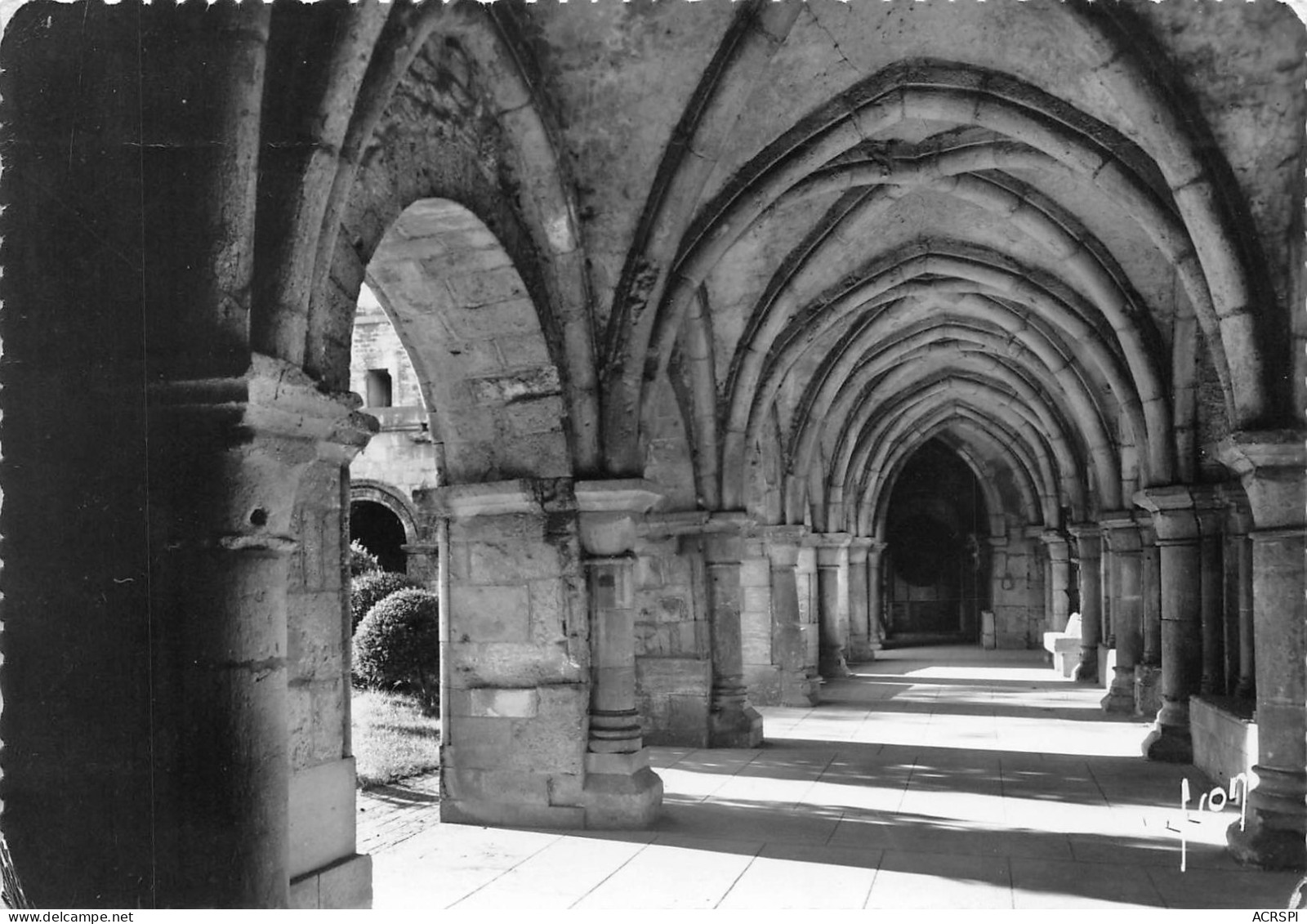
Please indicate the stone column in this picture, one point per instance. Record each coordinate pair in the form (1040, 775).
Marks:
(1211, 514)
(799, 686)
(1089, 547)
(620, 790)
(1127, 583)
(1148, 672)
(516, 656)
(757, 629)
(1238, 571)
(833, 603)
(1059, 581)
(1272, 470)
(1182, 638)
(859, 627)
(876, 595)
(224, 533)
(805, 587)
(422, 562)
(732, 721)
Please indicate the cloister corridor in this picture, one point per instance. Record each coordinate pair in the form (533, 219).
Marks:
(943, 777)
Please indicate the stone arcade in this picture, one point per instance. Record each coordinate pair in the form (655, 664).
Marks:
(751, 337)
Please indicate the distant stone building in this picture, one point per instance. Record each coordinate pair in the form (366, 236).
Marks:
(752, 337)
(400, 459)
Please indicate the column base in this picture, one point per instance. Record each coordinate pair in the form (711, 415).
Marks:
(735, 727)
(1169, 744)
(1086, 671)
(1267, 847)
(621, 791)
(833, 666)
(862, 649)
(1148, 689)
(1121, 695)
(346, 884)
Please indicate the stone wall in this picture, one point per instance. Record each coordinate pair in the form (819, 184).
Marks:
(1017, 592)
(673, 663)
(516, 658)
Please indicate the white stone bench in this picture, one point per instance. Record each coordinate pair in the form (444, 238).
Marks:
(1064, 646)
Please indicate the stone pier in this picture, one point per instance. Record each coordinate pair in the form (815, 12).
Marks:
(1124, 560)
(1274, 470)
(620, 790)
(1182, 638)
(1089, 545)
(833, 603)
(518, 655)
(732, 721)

- Given task:
Transcribe each entry precisely as given, leaving the pictures out.

- Response below:
Please indicate the stone column in this picture, one point per instance. Record each coordinate pair in the form (1040, 775).
Marks:
(1211, 514)
(799, 686)
(1089, 547)
(620, 790)
(1127, 583)
(1148, 672)
(516, 656)
(757, 629)
(1238, 571)
(833, 603)
(1059, 581)
(1272, 470)
(1182, 638)
(859, 627)
(876, 595)
(224, 533)
(805, 587)
(422, 562)
(732, 721)
Please indicate the cloister corridor in this picture, one point per instance. Record each coordinate pair in the form (533, 219).
Marks:
(943, 777)
Please indicate the stone arcade in this picture, one point per instance. Record each coordinate pair in the form (655, 664).
Marks:
(751, 337)
Please indicate the distant stone building in this picture, one point per instance. Record each coordinate pair in the form (366, 236).
Marks:
(752, 337)
(400, 459)
Please indicate the column base in this picture, one point per instance. Record each coordinate pair in the form (711, 415).
Marks:
(735, 727)
(1169, 744)
(1086, 671)
(1267, 847)
(621, 791)
(833, 666)
(862, 649)
(1148, 689)
(1121, 695)
(346, 884)
Please indicate the stone wall in this picture, one point per instance. Record each coordinate pair in the form (819, 184).
Marks:
(1017, 592)
(673, 663)
(516, 658)
Please indicate the white stone bench in this picture, one point per instance. Record each coordinate pair in the form (444, 238).
Marks:
(1064, 646)
Please indicate the stone pier in this picture, one point per instance. Record each coordinate pair in the form (815, 12).
Marks:
(1124, 560)
(1274, 470)
(620, 790)
(1182, 638)
(1089, 545)
(833, 603)
(518, 655)
(732, 721)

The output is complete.